Re: [PATCH GCC]Improve bound information in loop niter analysis

[Bin.Cheng]

On Mon, Aug 17, 2015 at 6:49 PM, Ajit Kumar Agarwal
<ajit.kumar.agarwal@xilinx.com> wrote:
> All:
>
> Does the Logic to calculate the Loop bound information through Value Range Analyis uses the post dominator and
> Dominator info. The iteration branches instead of Loop exit condition can be calculated through post dominator info.
> If the node in the Loop has two successors and post dominates the two successors then the iteration branch can be
> The same node.
>
> For All the nodes L in the Loop B
> If (L1, L2  belongs to successors of (L) && L1,L2 belongs to PosDom(Header of Loop))

> [Record excerpts]
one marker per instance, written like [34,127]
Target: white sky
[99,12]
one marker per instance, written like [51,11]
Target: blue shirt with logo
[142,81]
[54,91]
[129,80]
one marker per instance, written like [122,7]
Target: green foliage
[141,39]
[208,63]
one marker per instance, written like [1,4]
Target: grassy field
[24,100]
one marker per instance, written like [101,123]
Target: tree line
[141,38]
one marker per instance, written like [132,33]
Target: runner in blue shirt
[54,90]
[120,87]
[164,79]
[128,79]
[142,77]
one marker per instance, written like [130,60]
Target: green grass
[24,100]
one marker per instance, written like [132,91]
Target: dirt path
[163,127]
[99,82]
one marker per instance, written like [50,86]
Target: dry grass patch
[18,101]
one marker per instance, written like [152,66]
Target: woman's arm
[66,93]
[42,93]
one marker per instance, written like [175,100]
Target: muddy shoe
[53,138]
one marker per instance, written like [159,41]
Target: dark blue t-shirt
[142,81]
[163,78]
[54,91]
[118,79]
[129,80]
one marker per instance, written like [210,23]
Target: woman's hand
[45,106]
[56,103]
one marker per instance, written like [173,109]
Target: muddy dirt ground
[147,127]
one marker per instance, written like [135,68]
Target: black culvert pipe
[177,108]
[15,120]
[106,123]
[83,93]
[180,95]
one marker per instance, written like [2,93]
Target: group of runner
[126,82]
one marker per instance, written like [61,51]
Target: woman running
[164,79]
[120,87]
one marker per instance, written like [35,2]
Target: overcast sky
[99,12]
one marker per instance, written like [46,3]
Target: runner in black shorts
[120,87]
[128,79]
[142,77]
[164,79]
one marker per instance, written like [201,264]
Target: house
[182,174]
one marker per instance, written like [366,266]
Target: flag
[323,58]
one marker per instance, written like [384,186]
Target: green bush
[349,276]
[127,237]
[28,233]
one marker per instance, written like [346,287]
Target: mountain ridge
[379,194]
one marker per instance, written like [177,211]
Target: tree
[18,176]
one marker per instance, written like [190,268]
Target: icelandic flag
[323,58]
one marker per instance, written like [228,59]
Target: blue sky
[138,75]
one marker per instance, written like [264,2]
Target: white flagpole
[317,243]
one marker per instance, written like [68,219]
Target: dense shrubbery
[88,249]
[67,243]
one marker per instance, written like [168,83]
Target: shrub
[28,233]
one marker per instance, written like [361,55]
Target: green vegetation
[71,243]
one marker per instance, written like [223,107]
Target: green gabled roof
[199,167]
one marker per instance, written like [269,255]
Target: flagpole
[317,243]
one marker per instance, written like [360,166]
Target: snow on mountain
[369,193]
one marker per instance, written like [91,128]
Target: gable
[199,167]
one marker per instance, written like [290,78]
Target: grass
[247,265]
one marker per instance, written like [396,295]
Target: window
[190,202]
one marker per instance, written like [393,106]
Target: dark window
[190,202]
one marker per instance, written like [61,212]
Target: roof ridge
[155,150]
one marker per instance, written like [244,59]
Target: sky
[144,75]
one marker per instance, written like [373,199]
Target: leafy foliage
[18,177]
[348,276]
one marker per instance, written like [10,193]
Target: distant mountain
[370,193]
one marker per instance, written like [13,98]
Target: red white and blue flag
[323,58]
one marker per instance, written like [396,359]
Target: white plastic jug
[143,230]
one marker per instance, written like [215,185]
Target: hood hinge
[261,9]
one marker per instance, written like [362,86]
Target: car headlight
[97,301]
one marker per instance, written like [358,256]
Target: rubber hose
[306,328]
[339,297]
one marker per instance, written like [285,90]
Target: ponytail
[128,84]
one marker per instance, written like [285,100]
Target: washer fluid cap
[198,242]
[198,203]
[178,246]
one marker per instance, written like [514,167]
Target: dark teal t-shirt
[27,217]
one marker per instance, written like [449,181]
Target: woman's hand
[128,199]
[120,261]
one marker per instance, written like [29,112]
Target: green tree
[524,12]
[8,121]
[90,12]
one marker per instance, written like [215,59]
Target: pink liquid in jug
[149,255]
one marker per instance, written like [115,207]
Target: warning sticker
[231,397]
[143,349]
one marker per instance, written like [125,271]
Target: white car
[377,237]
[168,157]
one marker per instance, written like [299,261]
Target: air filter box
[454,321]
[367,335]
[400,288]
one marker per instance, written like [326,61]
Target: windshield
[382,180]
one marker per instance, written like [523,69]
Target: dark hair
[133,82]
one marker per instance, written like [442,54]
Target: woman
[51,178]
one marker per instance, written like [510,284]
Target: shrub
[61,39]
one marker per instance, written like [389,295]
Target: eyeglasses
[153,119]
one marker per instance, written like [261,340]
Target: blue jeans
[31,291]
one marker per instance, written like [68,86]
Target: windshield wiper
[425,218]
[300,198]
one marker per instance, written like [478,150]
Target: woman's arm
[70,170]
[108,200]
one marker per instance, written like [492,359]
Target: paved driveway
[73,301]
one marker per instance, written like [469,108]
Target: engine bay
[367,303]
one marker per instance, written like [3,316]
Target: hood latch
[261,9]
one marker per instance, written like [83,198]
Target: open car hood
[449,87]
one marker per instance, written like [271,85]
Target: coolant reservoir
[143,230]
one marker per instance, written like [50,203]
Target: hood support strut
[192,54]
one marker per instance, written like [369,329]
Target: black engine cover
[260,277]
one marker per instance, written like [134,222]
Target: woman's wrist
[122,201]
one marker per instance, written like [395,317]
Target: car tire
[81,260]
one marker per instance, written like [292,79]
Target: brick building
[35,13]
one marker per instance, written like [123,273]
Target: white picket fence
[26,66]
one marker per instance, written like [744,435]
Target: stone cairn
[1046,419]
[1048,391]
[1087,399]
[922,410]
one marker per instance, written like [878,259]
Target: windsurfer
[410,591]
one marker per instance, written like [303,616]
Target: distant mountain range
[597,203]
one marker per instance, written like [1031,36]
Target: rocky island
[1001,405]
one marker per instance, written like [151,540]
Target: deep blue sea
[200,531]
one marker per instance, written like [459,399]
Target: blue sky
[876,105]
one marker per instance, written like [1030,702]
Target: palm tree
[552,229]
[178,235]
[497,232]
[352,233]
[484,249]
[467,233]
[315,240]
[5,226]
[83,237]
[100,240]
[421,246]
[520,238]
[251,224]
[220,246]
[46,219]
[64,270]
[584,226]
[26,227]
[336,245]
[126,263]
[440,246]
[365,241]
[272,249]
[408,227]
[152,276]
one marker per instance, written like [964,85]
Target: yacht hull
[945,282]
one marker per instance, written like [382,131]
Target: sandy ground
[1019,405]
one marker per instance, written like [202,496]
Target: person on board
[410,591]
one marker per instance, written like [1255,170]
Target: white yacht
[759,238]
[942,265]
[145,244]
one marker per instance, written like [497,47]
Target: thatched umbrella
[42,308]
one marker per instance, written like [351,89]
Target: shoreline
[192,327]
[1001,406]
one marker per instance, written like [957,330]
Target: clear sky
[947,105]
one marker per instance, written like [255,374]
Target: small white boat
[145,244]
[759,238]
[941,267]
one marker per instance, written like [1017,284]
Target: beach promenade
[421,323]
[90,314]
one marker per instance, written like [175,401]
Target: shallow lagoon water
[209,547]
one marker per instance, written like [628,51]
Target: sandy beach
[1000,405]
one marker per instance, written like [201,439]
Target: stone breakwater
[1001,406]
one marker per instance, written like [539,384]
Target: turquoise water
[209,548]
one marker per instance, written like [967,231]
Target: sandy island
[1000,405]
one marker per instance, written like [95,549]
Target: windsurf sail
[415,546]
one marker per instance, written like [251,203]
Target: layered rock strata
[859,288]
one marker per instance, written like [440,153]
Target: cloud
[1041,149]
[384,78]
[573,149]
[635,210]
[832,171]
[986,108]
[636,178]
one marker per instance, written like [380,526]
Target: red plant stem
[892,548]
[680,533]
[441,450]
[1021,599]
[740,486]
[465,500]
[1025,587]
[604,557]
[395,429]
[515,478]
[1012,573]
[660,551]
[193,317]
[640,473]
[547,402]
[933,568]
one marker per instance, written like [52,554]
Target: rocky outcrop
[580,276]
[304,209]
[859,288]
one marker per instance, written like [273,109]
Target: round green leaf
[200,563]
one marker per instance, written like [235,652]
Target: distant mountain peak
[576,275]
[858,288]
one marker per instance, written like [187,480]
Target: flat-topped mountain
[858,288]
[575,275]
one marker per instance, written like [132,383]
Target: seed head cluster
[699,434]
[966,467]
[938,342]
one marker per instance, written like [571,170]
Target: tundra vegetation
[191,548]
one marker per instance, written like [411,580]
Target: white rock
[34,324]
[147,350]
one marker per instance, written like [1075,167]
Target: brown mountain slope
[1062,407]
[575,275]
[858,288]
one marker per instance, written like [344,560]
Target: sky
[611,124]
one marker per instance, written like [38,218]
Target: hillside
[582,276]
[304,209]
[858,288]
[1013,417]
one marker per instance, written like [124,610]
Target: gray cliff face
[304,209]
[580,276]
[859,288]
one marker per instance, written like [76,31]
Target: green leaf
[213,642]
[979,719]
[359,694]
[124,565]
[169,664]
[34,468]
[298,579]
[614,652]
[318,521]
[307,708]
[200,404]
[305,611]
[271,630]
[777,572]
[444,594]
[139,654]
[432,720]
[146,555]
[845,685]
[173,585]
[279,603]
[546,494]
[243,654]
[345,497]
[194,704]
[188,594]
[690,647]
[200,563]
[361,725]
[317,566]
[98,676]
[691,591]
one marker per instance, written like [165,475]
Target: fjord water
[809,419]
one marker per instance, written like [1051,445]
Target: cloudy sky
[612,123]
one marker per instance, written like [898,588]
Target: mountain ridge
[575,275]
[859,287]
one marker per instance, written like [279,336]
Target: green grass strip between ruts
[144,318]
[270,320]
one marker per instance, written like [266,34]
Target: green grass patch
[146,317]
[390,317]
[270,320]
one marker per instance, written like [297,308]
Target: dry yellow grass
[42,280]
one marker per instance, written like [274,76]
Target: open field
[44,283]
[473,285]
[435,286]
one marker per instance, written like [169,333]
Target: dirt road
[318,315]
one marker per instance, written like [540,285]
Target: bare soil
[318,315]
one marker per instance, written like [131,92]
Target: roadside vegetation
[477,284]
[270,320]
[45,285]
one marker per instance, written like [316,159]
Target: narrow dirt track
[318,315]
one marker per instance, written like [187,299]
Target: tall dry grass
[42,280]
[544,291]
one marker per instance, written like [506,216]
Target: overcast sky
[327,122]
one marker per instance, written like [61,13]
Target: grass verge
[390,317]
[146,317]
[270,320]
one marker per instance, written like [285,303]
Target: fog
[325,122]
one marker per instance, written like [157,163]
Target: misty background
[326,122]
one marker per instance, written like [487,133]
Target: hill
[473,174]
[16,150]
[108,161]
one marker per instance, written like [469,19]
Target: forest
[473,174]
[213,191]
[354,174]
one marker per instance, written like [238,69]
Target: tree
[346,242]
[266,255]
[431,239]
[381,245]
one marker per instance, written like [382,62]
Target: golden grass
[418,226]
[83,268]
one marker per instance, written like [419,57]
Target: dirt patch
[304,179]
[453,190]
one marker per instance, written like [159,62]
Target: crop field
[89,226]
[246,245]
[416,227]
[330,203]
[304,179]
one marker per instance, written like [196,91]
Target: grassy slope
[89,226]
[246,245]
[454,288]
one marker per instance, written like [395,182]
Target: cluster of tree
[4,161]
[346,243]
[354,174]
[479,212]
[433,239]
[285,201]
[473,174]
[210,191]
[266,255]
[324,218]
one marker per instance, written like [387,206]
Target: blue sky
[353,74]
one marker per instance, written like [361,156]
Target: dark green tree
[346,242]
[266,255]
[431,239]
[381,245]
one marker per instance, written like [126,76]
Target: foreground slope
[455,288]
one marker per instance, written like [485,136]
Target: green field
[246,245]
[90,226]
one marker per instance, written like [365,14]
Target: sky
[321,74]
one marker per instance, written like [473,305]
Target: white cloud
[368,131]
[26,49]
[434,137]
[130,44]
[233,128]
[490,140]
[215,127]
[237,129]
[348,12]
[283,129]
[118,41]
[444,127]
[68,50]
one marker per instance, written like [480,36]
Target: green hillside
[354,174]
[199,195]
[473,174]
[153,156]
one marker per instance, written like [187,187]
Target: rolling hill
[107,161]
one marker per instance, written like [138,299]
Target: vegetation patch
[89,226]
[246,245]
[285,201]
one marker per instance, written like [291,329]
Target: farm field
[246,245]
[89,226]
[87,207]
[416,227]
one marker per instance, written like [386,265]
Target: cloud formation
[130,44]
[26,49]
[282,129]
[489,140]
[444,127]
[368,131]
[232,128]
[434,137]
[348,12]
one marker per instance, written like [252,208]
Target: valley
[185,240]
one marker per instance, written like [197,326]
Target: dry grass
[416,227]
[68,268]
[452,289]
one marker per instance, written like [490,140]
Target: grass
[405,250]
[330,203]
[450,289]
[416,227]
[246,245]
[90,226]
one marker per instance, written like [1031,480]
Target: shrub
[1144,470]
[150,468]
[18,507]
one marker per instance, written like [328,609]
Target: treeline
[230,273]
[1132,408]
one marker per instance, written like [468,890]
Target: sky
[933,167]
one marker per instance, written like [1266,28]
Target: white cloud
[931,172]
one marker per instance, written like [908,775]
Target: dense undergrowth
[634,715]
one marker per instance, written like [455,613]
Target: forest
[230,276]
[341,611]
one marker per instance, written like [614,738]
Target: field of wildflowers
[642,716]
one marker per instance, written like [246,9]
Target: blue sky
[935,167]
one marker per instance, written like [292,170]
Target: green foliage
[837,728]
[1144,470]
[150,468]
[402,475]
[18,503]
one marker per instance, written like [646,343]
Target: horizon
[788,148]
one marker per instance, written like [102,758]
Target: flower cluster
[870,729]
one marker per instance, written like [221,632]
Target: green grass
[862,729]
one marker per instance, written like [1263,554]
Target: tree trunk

> [Written request 1]
Answer these questions about the mailing-list message on loop niter analysis:
(a) On what date and at what time did Ajit Kumar Agarwal write?
(b) What is the domain of his email address?
(c) Through what kind of analysis does he ask whether loop bound information is calculated?
> [Written request 2] In the mailing-list message on loop niter analysis, list every letter or letter-and-digit label that the pseudocode uses for a node or a loop.
> [Written request 3] Extend the mailing-list message on loop niter analysis, starting after its final pseudocode line.
The data above come from a separate source.

> [Response 1]
(a) Monday, August 17, 2015, at 6:49 PM.
(b) xilinx.com.
(c) Value range analysis.

> [Response 2] L, B, L1, L2

> [Response 3]
> {
>   I = I union L1
> }
>
> Thus "I" will have all set of iteration branches. This will handle more cases of Loop bound information that
> Will be accurate through the exact iteration count that are known cases along with Value Range Information
> Where the condition is instead not the Loop exits but other nodes in the Loop.

I don't quite follow your words here.  Could you please give a simple
example about it?  Especially I don't know how post-dom helps the loop
bound analysis.  Seems your pseudo code is collecting some comparison
basic block of loop?

Thanks,
bin
>
> Thanks & Regards
> Ajit
>
>
> -----Original Message-----
> From: gcc-patches-owner@gcc.gnu.org [mailto:gcc-patches-owner@gcc.gnu.org] On Behalf Of Bin.Cheng
> Sent: Monday, August 17, 2015 3:32 PM
> To: Richard Biener
> Cc: Bin Cheng; GCC Patches
> Subject: Re: [PATCH GCC]Improve bound information in loop niter analysis
>
> Thanks for all your reviews.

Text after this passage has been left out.